#### What needs to be done
Name every film that the Films for the Feminist Classroom announcement below lists as reviewed in Issue 4.1.

Films for the Feminist Classroom Issue 4.1 is here!

The Spring-Summer 2012 issue of Films for the Feminist Classroom zooms in on pedagogy. We are proud to feature in this issue Film, Pedagogy, and Film Pedagogy edited and introduced by Agatha Beins. Learn from scholars and activists about using films more effectively, creatively, and purposefully in the classroom. Each contributor to the feature has shared not only an informative essay but a lesson plan as well.

Films for the Feminist Classroom includes festival coverage in the current issue and hopes to continue doing so in forthcoming issues. We welcome your suggestions of regional and international film festivals to report on as well as your proposals to write up these festivals: ffc@signs.rutgers.edu.

Let's keep bringing pivotal films into the feminist classroom!

Films reviewed in Issue 4.1 include Miss Representation with student responses, Women of Turkey: Between Islam and Secularism, Alice Neel, Look Us in The Eye: The Old Women's Project, Made in India: A Film about Surrogacy, and A Crushing Love: Chicanas, Motherhood and Activism.

 

       
 

In prior issues of Films for the Feminist Classroom:

Issue 3.2 centers on Women's Voices from the Muslim World Festival: Filmmakers Share their Stories, edited and introduced by Julie Ann Salthouse. And, for the first time, Films for the Feminist Classroom contributors report from regional film festivals. Film reviews include !Women Art Revolution, My American Girls: A Dominican Story, and Cowboys in Paradise.

Issue 3.1 highlights filmmaker and activist Carol Jacobsen. In an interview with Films for the Feminist Classroom Founding Editor Deanna Utroske, Jacobsen discusses her "creative politics" in films on women incarcerated in the United States. This issue's film reviews consider Living With Pride: Ruth Ellis @ 100; Judy Chicago and the California Girls; and Michael Kimmel: On Gender.

#### Recorded information

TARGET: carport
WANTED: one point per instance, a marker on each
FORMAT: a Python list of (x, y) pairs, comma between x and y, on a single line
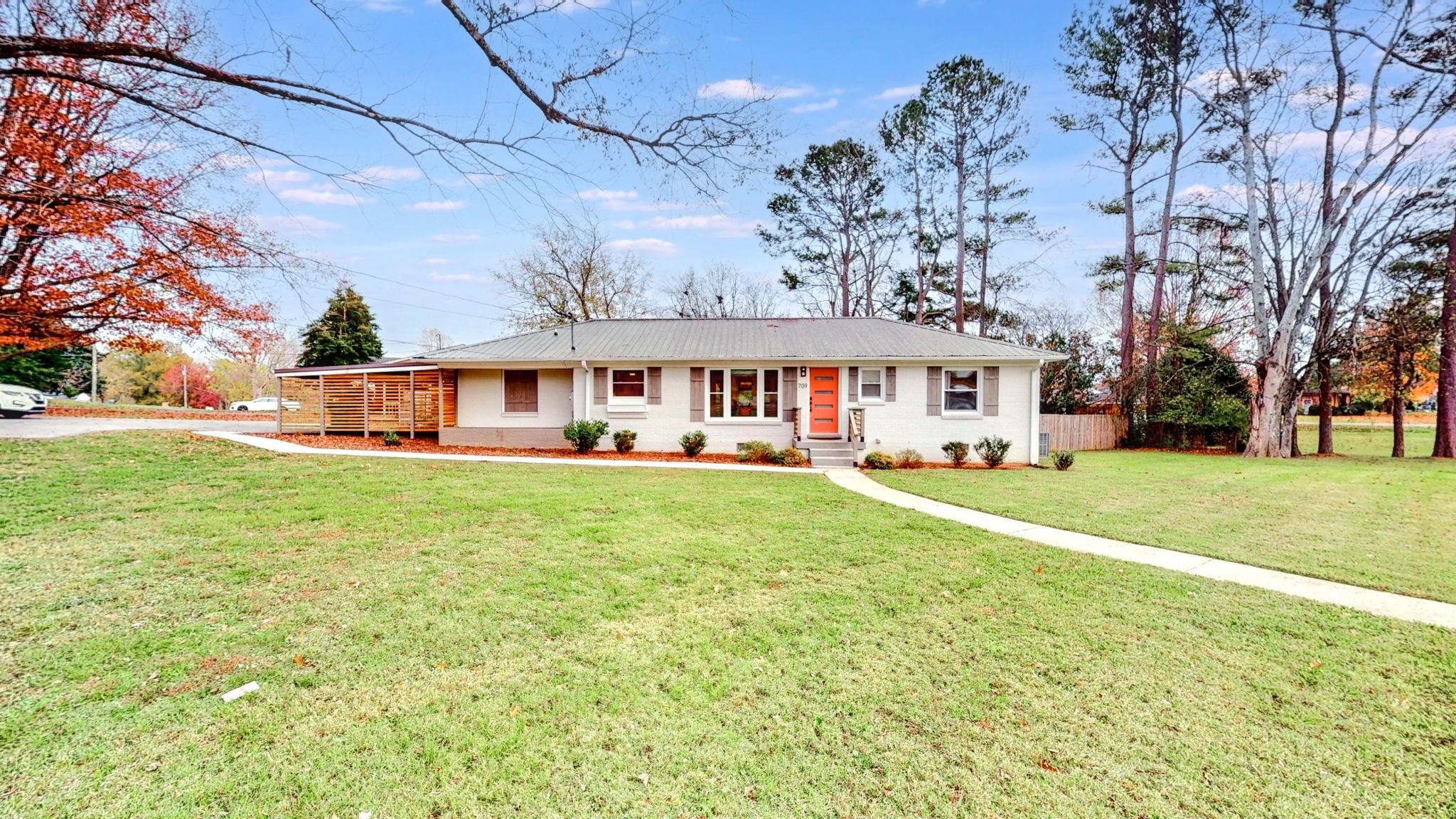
[(405, 397)]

#### Task solution
- Miss Representation
- Women of Turkey: Between Islam and Secularism
- Alice Neel
- Look Us in The Eye: The Old Women's Project
- Made in India: A Film about Surrogacy
- A Crushing Love: Chicanas, Motherhood and Activism